What is needed
Rewrite the entries below, changing "tree trunk" to "tree branch" wherever it occurs and keeping every other line unchanged.

start Data for the task

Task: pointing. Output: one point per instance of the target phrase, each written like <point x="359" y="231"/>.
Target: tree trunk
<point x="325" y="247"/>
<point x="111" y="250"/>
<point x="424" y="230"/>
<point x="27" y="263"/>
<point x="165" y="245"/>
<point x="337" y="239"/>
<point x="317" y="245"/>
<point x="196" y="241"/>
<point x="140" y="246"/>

end Data for the task

Solved exercise
Task: pointing. Output: one point per instance of the target phrase, each written like <point x="359" y="231"/>.
Target: tree branch
<point x="325" y="247"/>
<point x="111" y="250"/>
<point x="424" y="230"/>
<point x="27" y="263"/>
<point x="165" y="245"/>
<point x="337" y="239"/>
<point x="317" y="245"/>
<point x="196" y="241"/>
<point x="140" y="246"/>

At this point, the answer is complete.